▶ Work to complete
[1] Replace "laptop" with "tablet" in the account of the virtual fan experience, and give that account again from "As the game" up to and including "ideal viewing experience.".
[2] Extend the account of watching the basketball game as a virtual fan, continuing on from its final sentence.

▶ Reading text

Segment Open

The Together software is designed to only register human faces and bodies, filtering out anything in the background, but it lets animals through, as someone who got their goat onscreen earlier this month discovered. I put my dog on my lap for the first half, subjecting my Bulls-loving family to a series of brags about how Scottie Pippen and B.J. Armstrong had lain eyes on him. It was fun.
As the game began, the major drawback of the virtual fan experience became apparent. The Together function allowed us to watch the game streaming on a split screen, with our virtual fan section on one half and the action on the other. I was not especially invested in the game’s outcome—I rooted for the Sixers, as some of my best friends are Philly fans, while at least one of my most annoying enemies loves the Celtics—but had I been, I would’ve probably had the game up on a TV, too, since a split screen on a laptop is not the ideal viewing experience.
But the point of going to a basketball game isn’t to stare at the game itself with undivided attention. It’s about being in the same room! Eating snacks! Spotting celebs!
To that end, the virtual fan experience was a great success. During half time, we were allowed to do a surprisingly extensive question-and-answer session with Scottie and B.J., which was by far the most exciting thing that’s ever happened to me at a sporting event, real or virtual. The Q&A did bleed over into the start of the second half, which probably would have been annoying had I had a vested interest in the final score. As it was, though, I was rapt, and praying that they’d notice that my T-shirt said “Repeat the Threepeat” on it. (They didn’t.)

Segment Closed

▶ Supplied material
Segment Open

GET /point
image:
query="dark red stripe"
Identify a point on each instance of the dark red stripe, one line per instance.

Segment Closed
Segment Open

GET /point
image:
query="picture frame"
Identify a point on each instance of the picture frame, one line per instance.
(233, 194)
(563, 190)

Segment Closed
Segment Open

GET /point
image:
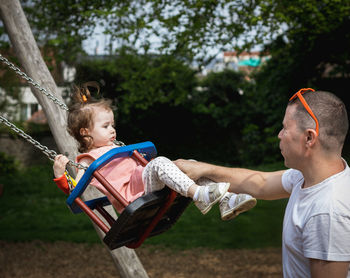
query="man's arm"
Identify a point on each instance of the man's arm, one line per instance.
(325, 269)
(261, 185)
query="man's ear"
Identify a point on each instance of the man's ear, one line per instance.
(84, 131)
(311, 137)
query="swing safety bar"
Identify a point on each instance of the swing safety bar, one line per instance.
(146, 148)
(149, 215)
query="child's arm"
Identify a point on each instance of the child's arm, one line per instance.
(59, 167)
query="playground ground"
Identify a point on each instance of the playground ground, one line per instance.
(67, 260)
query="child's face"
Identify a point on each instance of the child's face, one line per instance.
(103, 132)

Segment Closed

▶ Answer set
[1]
As the game began, the major drawback of the virtual fan experience became apparent. The Together function allowed us to watch the game streaming on a split screen, with our virtual fan section on one half and the action on the other. I was not especially invested in the game’s outcome—I rooted for the Sixers, as some of my best friends are Philly fans, while at least one of my most annoying enemies loves the Celtics—but had I been, I would’ve probably had the game up on a TV, too, since a split screen on a tablet is not the ideal viewing experience.

[2]
As a social experience, it was a lot more like attending a game in real life than I’d guessed it would be. For example, we were cajoled into doing the wave, and you could tell some people didn’t really want to do it, but felt socially obligated. Like attending an event in-person, it was kinda inconvenient to get set up—you had to download a Microsoft app and sign on well before the game started. While not as bothersome as commuting to an actual game and either piling into a crowded train or paying $241 for parking, it was also significantly more involved than just turning on a television. You also weren’t supposed to leave your seat. If you left for longer than a few minutes—say, if you had to take your dog for a walk after they had been sitting patiently on your lap—you got booted out, and had to ask to be let back in. There were a few times I wished I was just watching it on TV in private, so I could sprawl out on the couch in my normal cloud of filth throwing carbohydrates into my open mouth instead of trying to look presentable on the off chance a digital effigy of my noggin got on basic cable.
Nothing will replace watching sports in person, especially not a mashup between a Zoom happy hour and a celebrity meet-and-greet which also allows participants a free livestream of a playoff basketball game. But after the final buzzer, I felt tired, even though I’d been sitting on my couch eating pizza in sweatpants. The experience had actually felt like a new kind of public gathering, complete with awkward banter and seating issues. Plus, after the noble Sixers lost and the foul Celtics paraded around the court in their silly green-and-white outfits in triumph, one huge benefit of being a virtual fan became apparent: All I had to do was close my laptop to leave.